* SOURCE INFORMATION:
------------------------------------------------------------------------
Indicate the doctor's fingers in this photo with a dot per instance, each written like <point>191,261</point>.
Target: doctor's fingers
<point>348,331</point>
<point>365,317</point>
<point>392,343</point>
------------------------------------------------------------------------
* BRIEF: The records above must be restated. Preserve every word.

* RESULT OF THE TASK:
Indicate the doctor's fingers in this photo with a dot per instance, each written like <point>191,261</point>.
Target: doctor's fingers
<point>348,331</point>
<point>365,317</point>
<point>392,343</point>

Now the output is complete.